> WORK ORDER: Which lines run from the line with "of the rooftop" through the line with "of the dormer" in the entries below? Print them exactly, both ends included, and nothing more.

> PROVIDED ENTRIES:

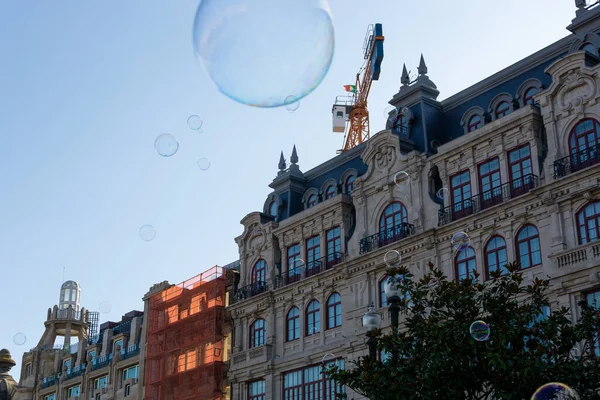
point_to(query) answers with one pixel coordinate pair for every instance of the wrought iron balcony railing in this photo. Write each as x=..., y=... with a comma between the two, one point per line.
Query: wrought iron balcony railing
x=487, y=199
x=314, y=267
x=577, y=161
x=251, y=290
x=386, y=237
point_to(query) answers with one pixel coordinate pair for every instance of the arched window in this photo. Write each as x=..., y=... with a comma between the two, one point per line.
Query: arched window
x=589, y=48
x=258, y=333
x=334, y=311
x=475, y=122
x=528, y=96
x=349, y=185
x=293, y=324
x=502, y=109
x=588, y=223
x=259, y=271
x=495, y=255
x=382, y=296
x=528, y=247
x=313, y=318
x=392, y=223
x=465, y=264
x=584, y=135
x=330, y=192
x=273, y=209
x=401, y=124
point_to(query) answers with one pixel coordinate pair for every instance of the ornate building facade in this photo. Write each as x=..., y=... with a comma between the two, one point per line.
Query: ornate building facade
x=511, y=161
x=99, y=365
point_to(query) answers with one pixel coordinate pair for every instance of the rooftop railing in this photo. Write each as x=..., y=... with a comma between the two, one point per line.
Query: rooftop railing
x=251, y=290
x=487, y=199
x=577, y=161
x=385, y=237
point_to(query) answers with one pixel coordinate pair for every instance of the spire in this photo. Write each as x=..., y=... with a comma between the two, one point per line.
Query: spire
x=281, y=165
x=405, y=80
x=294, y=157
x=422, y=67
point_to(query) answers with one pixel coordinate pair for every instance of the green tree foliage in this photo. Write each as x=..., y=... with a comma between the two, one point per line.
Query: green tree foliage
x=433, y=355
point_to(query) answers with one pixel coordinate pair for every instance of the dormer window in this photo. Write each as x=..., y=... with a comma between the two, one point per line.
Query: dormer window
x=273, y=209
x=502, y=109
x=474, y=123
x=528, y=96
x=350, y=185
x=311, y=201
x=330, y=192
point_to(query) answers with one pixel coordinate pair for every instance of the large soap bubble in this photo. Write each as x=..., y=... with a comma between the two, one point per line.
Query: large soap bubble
x=261, y=52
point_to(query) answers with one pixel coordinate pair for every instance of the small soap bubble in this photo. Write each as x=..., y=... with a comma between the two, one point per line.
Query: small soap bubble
x=203, y=164
x=147, y=233
x=555, y=391
x=195, y=122
x=390, y=112
x=392, y=259
x=402, y=179
x=328, y=359
x=291, y=103
x=105, y=307
x=461, y=241
x=166, y=145
x=443, y=194
x=480, y=331
x=260, y=52
x=19, y=339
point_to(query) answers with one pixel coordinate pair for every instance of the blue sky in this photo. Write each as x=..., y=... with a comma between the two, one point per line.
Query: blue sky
x=86, y=87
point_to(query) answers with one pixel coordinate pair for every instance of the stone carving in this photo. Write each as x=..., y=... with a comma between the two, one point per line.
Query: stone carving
x=576, y=90
x=8, y=386
x=385, y=158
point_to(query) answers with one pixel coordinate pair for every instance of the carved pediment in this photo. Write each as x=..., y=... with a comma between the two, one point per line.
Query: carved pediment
x=381, y=152
x=573, y=83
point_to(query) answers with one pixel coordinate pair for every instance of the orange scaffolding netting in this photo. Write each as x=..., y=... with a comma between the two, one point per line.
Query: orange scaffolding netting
x=186, y=345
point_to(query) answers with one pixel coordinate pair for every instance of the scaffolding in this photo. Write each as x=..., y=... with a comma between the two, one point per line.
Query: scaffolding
x=186, y=343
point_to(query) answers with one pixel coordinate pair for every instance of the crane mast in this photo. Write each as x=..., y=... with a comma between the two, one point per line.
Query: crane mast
x=352, y=110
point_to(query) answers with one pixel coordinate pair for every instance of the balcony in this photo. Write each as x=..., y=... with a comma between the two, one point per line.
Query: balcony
x=314, y=267
x=251, y=290
x=130, y=351
x=582, y=257
x=386, y=237
x=487, y=199
x=577, y=161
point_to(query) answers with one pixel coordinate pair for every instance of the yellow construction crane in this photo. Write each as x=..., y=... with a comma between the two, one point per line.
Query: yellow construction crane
x=352, y=110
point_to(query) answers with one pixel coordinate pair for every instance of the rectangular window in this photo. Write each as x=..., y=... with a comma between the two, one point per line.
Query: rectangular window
x=256, y=390
x=294, y=268
x=489, y=183
x=310, y=384
x=460, y=194
x=520, y=170
x=334, y=247
x=313, y=255
x=73, y=391
x=101, y=382
x=593, y=300
x=130, y=372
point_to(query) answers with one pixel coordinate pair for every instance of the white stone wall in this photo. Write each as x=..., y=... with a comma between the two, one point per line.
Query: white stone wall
x=551, y=207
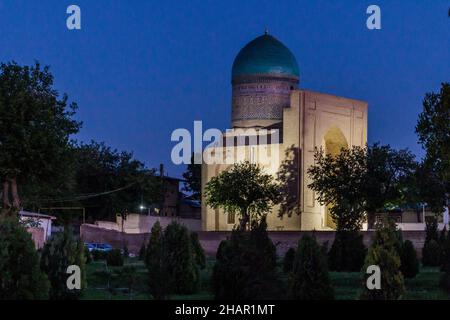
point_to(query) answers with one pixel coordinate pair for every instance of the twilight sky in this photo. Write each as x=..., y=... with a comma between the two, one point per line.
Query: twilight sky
x=140, y=69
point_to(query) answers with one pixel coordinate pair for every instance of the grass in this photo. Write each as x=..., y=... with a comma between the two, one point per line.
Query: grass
x=347, y=285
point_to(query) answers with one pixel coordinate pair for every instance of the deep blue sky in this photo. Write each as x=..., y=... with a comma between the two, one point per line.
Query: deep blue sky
x=140, y=69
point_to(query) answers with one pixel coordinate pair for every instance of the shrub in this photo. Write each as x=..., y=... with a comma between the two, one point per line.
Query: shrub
x=154, y=260
x=431, y=253
x=98, y=255
x=114, y=258
x=87, y=255
x=409, y=262
x=443, y=236
x=245, y=266
x=445, y=254
x=125, y=252
x=347, y=251
x=20, y=275
x=288, y=261
x=309, y=279
x=61, y=251
x=142, y=251
x=198, y=251
x=445, y=279
x=431, y=229
x=384, y=253
x=180, y=260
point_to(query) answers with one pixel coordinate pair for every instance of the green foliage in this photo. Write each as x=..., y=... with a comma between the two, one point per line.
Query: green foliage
x=409, y=262
x=432, y=229
x=445, y=265
x=99, y=168
x=384, y=253
x=245, y=266
x=125, y=252
x=389, y=177
x=98, y=255
x=339, y=183
x=60, y=252
x=431, y=253
x=154, y=260
x=433, y=127
x=142, y=251
x=244, y=189
x=197, y=249
x=360, y=180
x=309, y=279
x=35, y=129
x=20, y=275
x=193, y=179
x=180, y=259
x=288, y=261
x=87, y=255
x=114, y=258
x=347, y=252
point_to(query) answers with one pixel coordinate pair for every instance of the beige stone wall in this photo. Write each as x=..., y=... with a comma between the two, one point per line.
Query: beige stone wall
x=322, y=113
x=313, y=120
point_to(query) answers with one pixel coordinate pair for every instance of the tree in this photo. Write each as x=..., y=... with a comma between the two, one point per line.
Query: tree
x=339, y=183
x=121, y=181
x=114, y=258
x=384, y=254
x=154, y=260
x=409, y=261
x=244, y=189
x=288, y=261
x=60, y=252
x=180, y=261
x=389, y=179
x=35, y=129
x=433, y=130
x=193, y=177
x=309, y=279
x=347, y=253
x=431, y=251
x=198, y=250
x=20, y=275
x=245, y=267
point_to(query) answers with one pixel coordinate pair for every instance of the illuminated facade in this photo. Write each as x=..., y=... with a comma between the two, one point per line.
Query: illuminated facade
x=266, y=96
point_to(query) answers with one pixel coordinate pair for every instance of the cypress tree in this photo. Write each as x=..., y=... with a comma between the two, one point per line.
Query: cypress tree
x=20, y=275
x=409, y=261
x=309, y=279
x=154, y=260
x=61, y=251
x=384, y=253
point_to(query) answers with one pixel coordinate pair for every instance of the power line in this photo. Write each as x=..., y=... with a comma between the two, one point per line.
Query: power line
x=89, y=196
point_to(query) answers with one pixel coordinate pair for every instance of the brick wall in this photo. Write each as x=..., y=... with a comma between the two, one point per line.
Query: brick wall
x=210, y=240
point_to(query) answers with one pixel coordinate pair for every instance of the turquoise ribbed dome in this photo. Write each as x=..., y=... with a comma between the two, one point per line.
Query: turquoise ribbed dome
x=265, y=55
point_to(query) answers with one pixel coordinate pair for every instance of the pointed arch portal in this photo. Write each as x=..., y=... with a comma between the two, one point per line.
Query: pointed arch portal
x=334, y=141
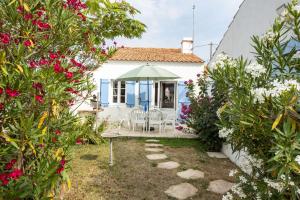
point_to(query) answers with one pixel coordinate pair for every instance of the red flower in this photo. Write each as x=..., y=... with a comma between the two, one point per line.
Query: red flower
x=37, y=86
x=17, y=173
x=60, y=170
x=33, y=64
x=4, y=179
x=63, y=162
x=43, y=61
x=12, y=93
x=57, y=132
x=28, y=43
x=69, y=75
x=5, y=38
x=39, y=98
x=57, y=68
x=1, y=106
x=42, y=25
x=78, y=141
x=53, y=56
x=20, y=9
x=54, y=140
x=28, y=16
x=83, y=18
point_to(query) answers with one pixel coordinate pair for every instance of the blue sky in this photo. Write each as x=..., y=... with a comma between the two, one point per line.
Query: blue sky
x=168, y=21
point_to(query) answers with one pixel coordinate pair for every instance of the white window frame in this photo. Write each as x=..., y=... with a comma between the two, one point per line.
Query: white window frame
x=118, y=92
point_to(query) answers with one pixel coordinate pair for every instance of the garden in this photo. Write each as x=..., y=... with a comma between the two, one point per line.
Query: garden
x=48, y=51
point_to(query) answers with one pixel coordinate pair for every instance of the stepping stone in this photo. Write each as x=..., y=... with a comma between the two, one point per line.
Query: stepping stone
x=154, y=145
x=216, y=155
x=181, y=191
x=156, y=156
x=220, y=186
x=154, y=149
x=152, y=140
x=168, y=165
x=191, y=174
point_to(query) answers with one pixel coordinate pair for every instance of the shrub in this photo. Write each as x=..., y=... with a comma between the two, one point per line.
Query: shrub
x=202, y=116
x=261, y=113
x=47, y=50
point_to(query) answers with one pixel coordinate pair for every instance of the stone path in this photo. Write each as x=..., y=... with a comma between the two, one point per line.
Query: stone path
x=168, y=165
x=181, y=191
x=190, y=174
x=185, y=190
x=220, y=186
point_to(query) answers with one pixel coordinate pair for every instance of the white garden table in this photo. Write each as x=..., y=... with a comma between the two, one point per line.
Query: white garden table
x=110, y=136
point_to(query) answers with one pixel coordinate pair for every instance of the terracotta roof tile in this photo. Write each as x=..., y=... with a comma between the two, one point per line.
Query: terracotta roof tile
x=154, y=55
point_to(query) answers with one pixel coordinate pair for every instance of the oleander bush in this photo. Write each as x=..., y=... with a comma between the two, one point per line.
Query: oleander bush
x=47, y=50
x=261, y=113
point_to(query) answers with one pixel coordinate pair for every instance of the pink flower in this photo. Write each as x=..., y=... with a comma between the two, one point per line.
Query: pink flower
x=69, y=75
x=63, y=162
x=57, y=132
x=5, y=38
x=17, y=173
x=1, y=106
x=12, y=93
x=39, y=98
x=37, y=86
x=28, y=43
x=53, y=56
x=28, y=16
x=60, y=170
x=78, y=141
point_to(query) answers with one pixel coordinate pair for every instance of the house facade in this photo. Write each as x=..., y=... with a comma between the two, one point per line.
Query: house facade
x=117, y=98
x=254, y=17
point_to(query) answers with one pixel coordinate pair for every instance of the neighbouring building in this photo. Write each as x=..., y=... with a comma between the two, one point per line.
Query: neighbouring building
x=118, y=97
x=254, y=17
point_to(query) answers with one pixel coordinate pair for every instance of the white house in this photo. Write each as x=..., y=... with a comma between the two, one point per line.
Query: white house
x=118, y=97
x=254, y=17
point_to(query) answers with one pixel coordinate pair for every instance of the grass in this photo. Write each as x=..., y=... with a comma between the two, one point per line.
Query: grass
x=134, y=177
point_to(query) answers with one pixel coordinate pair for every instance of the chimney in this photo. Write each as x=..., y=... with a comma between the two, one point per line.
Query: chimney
x=187, y=45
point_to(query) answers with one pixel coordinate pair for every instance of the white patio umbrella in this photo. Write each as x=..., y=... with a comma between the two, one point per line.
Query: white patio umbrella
x=145, y=73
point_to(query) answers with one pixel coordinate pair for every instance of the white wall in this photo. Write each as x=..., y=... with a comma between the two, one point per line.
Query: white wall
x=254, y=17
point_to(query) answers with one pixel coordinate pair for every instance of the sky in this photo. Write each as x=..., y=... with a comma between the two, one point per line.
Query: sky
x=169, y=21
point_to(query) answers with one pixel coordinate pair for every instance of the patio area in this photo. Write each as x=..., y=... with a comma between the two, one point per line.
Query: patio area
x=125, y=132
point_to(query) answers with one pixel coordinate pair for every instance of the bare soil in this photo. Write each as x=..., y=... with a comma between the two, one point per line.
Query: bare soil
x=135, y=177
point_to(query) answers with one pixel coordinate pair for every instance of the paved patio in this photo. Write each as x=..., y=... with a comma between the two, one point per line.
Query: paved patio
x=123, y=132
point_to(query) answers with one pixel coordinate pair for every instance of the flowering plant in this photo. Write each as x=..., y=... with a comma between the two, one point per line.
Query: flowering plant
x=47, y=50
x=261, y=113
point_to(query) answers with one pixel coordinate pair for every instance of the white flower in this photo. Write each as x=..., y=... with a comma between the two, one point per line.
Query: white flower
x=259, y=94
x=238, y=190
x=227, y=196
x=276, y=185
x=297, y=159
x=243, y=179
x=224, y=132
x=233, y=172
x=255, y=70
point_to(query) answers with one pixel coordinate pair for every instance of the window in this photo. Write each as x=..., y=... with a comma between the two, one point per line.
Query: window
x=119, y=91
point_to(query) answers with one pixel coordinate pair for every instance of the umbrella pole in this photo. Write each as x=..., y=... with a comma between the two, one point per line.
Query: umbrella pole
x=148, y=125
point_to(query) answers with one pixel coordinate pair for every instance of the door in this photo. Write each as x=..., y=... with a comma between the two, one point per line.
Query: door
x=167, y=91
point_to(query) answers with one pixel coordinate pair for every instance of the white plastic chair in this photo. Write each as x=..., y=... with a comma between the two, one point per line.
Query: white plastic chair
x=155, y=119
x=137, y=117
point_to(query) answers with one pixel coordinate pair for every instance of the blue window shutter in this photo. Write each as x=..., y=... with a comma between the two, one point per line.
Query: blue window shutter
x=143, y=96
x=104, y=83
x=130, y=93
x=182, y=97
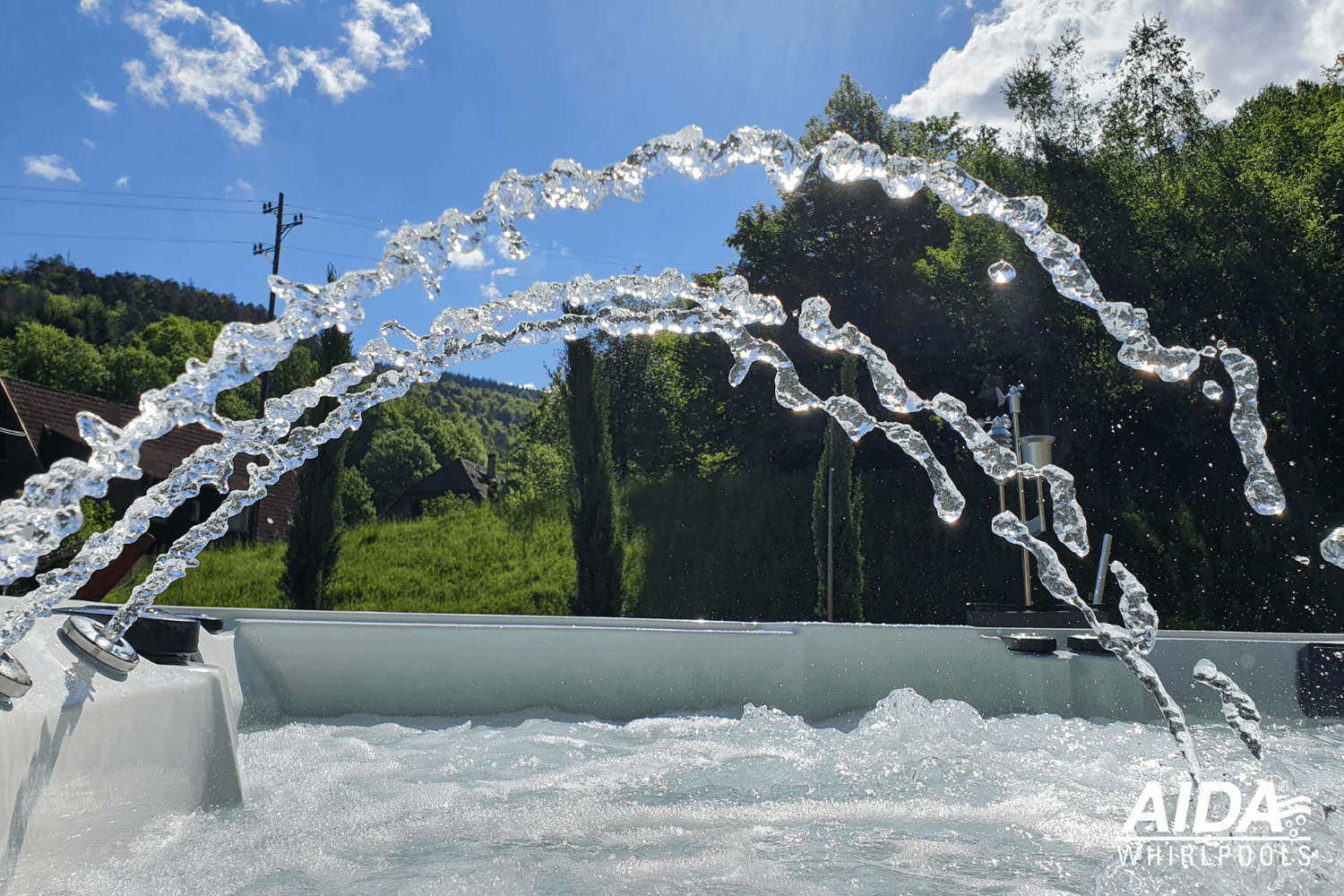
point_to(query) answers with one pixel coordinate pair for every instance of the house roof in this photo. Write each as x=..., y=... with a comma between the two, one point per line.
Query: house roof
x=460, y=477
x=40, y=409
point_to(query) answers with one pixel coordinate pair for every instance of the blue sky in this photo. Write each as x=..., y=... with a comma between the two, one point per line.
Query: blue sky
x=375, y=112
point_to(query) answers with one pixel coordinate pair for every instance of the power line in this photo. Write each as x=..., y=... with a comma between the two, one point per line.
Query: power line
x=136, y=239
x=343, y=223
x=323, y=211
x=121, y=193
x=323, y=252
x=65, y=202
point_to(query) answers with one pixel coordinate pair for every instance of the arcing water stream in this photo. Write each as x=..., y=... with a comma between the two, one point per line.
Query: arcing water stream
x=48, y=508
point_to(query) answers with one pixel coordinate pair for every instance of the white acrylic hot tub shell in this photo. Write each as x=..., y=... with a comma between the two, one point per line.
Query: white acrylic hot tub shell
x=89, y=754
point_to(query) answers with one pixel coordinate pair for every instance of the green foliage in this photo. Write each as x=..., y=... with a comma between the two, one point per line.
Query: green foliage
x=1220, y=230
x=597, y=543
x=237, y=575
x=395, y=460
x=316, y=524
x=104, y=309
x=838, y=516
x=50, y=357
x=464, y=557
x=134, y=368
x=354, y=500
x=244, y=402
x=734, y=546
x=1155, y=101
x=500, y=410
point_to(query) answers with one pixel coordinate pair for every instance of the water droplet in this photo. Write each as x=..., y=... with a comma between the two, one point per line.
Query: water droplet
x=1002, y=271
x=1332, y=548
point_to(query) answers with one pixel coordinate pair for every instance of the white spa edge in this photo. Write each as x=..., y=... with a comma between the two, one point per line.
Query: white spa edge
x=90, y=754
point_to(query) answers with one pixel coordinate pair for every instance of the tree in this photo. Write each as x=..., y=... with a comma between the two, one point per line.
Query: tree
x=1030, y=94
x=316, y=528
x=1153, y=102
x=597, y=548
x=838, y=514
x=395, y=461
x=50, y=357
x=857, y=113
x=354, y=500
x=132, y=370
x=1051, y=104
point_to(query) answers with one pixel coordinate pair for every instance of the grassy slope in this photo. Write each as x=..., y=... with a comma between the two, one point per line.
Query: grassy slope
x=470, y=559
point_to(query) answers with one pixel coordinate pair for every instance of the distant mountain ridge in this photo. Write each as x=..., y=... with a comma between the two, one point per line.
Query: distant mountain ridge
x=102, y=309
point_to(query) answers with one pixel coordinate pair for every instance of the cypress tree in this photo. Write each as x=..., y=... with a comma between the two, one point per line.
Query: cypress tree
x=597, y=548
x=314, y=532
x=838, y=481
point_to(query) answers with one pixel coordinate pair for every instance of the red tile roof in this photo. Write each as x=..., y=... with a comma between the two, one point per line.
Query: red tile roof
x=40, y=409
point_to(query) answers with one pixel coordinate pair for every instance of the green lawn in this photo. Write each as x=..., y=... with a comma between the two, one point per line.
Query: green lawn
x=465, y=559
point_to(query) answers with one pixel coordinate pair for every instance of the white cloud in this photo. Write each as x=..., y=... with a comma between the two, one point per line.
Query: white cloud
x=101, y=105
x=473, y=260
x=231, y=77
x=48, y=167
x=1239, y=45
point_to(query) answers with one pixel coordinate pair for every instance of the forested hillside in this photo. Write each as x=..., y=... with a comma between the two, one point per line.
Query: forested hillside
x=688, y=497
x=1222, y=230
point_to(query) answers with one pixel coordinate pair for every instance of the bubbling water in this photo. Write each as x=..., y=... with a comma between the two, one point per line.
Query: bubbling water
x=50, y=505
x=913, y=797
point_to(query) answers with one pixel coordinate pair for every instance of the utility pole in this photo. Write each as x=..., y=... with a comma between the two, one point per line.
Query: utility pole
x=273, y=254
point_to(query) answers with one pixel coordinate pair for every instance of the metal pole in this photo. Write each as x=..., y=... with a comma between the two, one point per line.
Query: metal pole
x=1021, y=495
x=1101, y=570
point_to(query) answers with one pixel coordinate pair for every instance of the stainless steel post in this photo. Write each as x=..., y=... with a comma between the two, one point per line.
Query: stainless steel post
x=1101, y=570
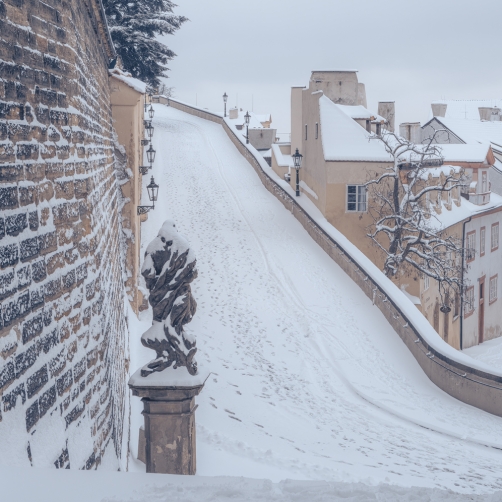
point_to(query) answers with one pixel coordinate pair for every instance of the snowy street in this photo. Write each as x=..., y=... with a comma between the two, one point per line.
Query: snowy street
x=308, y=379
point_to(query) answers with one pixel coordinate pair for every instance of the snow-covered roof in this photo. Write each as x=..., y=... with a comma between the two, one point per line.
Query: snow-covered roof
x=447, y=218
x=128, y=79
x=255, y=122
x=474, y=131
x=465, y=153
x=466, y=108
x=281, y=159
x=359, y=112
x=343, y=139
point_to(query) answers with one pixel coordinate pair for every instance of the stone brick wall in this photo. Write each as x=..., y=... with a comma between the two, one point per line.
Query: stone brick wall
x=63, y=345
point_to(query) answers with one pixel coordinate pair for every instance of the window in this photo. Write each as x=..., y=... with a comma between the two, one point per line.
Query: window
x=469, y=301
x=356, y=198
x=471, y=246
x=495, y=236
x=427, y=282
x=456, y=306
x=493, y=288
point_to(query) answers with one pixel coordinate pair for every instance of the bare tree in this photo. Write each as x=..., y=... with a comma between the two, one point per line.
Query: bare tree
x=405, y=225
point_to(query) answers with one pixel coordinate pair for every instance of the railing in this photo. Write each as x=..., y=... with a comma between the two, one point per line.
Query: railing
x=458, y=375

> RESPONSE AREA:
point_to(query) answers with one pixel coordinate pair for every instance of the rooftop railing in this photo. Write each as x=..., y=... with a comma between the two, one point per line.
Query: rooftop railing
x=251, y=290
x=487, y=199
x=577, y=161
x=385, y=237
point_to(query) answers with one pixel coordinate pair for every instance of the spire in this photo. Write each as x=..., y=... with a comma between the two, one point per line.
Query: spire
x=281, y=165
x=405, y=80
x=294, y=157
x=422, y=67
point_to(query) answers with one pixel coordinate pair for every instance of the green tree foliage in this photo. Write each as x=..., y=... with a comma between the two, one point per line.
Query: green tree foliage
x=433, y=355
point_to(query) answers with one pixel coordinate pair for every instance of the dormer window in this photo. Write each as x=..., y=... with a comma between the two, one point per line.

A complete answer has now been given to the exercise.